Task description:
With no edits of any kind, print each record that follows.

Dataset extract:
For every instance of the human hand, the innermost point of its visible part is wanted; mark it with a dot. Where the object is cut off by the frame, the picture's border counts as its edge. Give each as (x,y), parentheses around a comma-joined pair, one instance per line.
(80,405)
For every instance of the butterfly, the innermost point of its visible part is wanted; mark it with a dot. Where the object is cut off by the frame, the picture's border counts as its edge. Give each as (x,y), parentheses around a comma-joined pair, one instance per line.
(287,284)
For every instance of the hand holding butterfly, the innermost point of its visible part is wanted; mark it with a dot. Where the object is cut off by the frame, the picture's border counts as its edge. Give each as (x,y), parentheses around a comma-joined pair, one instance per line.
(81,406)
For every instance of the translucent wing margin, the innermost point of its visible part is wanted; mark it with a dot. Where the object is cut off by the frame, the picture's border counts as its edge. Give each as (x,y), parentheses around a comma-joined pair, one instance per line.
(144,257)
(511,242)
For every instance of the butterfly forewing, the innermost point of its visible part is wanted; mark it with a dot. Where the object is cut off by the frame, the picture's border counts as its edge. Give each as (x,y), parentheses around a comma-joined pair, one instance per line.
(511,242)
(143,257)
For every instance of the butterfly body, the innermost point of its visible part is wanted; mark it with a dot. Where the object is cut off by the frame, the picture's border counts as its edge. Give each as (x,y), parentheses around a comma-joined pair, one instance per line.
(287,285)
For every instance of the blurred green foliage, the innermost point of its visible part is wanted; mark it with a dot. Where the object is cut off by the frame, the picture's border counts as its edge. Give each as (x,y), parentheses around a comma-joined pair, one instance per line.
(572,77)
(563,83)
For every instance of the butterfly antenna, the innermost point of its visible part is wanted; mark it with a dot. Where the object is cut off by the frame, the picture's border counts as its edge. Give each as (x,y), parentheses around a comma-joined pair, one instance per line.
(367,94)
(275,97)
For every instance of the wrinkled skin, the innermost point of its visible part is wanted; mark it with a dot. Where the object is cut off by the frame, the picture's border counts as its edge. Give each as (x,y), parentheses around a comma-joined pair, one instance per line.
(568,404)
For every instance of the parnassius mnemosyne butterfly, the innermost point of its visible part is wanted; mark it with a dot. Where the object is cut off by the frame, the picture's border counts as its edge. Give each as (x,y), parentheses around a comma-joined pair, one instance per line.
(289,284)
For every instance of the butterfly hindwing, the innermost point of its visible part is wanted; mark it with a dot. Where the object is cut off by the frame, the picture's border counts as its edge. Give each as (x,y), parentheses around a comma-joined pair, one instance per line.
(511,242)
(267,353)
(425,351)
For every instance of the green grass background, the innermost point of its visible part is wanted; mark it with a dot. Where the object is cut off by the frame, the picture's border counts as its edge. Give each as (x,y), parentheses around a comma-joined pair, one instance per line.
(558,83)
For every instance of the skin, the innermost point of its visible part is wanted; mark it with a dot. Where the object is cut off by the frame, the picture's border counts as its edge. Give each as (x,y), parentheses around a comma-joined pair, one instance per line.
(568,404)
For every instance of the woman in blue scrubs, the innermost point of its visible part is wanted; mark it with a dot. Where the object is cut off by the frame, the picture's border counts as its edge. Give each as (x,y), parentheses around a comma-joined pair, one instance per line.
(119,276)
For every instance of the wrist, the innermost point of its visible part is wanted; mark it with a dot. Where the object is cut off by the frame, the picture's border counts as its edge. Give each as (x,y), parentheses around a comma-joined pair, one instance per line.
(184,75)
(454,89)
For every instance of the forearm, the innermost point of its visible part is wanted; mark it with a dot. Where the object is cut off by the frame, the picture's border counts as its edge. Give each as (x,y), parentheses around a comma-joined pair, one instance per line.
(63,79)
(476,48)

Completed exercise:
For every instance of the human hand, the innermost point of its visible part is wanted; mark it with a dot. Where the object is cut off by the frame, the picture's border counts as its edge. Give each as (x,y), parentheses around a comma-joined pair, one instance per line.
(80,405)
For every instance of the butterfly, the innermost point of its visible part is wanted; mark it with a dot. Where the object is cut off by the frame, the picture's border counts as its edge. Give each as (x,y), parentheses around a comma-joined pair, one instance per line.
(287,284)
For every instance of the hand holding butterfly, the innermost point of its visible part is wanted; mark it with a dot. Where the object is cut off by the frame, the picture's border counts as its edge. Give each as (x,y), parentheses around a comma-joined pair, one instance per line.
(81,406)
For every instance of the translucent wing margin, the innermost point of its visible part is wanted; mark it with a dot. Where the object is cut off by the frame, the picture's border counts as its edge. Give each as (x,y), parentheses around a comma-joined pair, one instance per line.
(144,257)
(511,242)
For every instance of the butterfly forewing, the innermost point of its visible part is wanted; mark it with a dot. Where the object is cut off by the frame, the picture's border counts as its edge. Give each as (x,y), parentheses around a comma-joined pair, one instance per line.
(511,242)
(143,257)
For every instance of the butterfly body, the innermost point of its visible part is wanted; mark it with a dot. Where the object is cut off by the frame, the picture's border counts as its edge. Give each as (x,y), parentheses around a comma-joined pair, one instance per line.
(287,285)
For every instance of the blurred green foliage, the innermost point of its visible part is wanted; mark it with a dot. Where the object is cut off by the frame, the picture's border counts as its edge. Give each as (x,y), parentheses around a comma-joined pair, one instance per line.
(572,77)
(563,83)
For every instance of the butterfly antenna, the innermost point of its visible part is wanted; mark it with a dot. Where the object is cut off by the frame, the picture's border counts as its edge. Give each as (x,y), parentheses around a comma-joined pair, one instance per line.
(367,94)
(275,97)
For every instance of the wrinkled skin, the innermost point of its visible part is wanted; mark it with a dot. Where the object is cut off by the frame, the picture's border counts as its edge. Give each as (x,y), parentheses around a comma-joined pair, one instance per line.
(568,404)
For every instance of the parnassius mnemosyne butterfly, the innermost point of its visible part is wanted; mark it with a dot. Where the object is cut off by the frame, the picture's border counts as its edge. Give each as (x,y), parentheses around a comma-joined pair, one instance per line.
(289,284)
For every instance of the butterfly hindwing, the innermost point of its visible part is wanted; mark it with a dot. Where the object is cut off by the frame, the picture's border counts as its edge. Give each as (x,y), parentheses around a comma-joined pair, one instance per line.
(511,242)
(267,353)
(425,351)
For every instance of the green grass background, the innermost point of its visible part is wanted; mark it with a dot. Where the object is cut off by the frame, the picture's border counts as its edge. Give each as (x,y), parentheses around a comma-joined pair, one instance per line.
(558,83)
For every instance of the skin, the innermost point of its visible part is wanted; mark it with a dot. Where the object is cut off by the frame, the picture's border counts as its edge. Give each as (x,y), parentheses around a comma-joined pair, one instance per line.
(568,404)
For every instance of the woman in blue scrubs, the innermost point of its visible part is wanted; mark it with a dot. Where the object is cut off by the frame, the picture's border counts as its edge. Give each as (x,y), parentheses around a comma-joined pair, one instance per line.
(119,276)
For every instance of the wrist, the innermost point of its visible part is wanted; mark it with a dot. Where the object is cut off by the frame, the picture's border counts as its edge. Give each as (x,y), parentheses around a comma-joined pair, one instance per line.
(184,75)
(454,89)
For every instance of the forearm, the innermost point of its visible part is wanted; mark it with a dot. Where the object is cut off by the frame, the picture's border counts as its edge. Give each as (x,y), parentheses around a comma-joined pair, one instance per line.
(63,79)
(476,48)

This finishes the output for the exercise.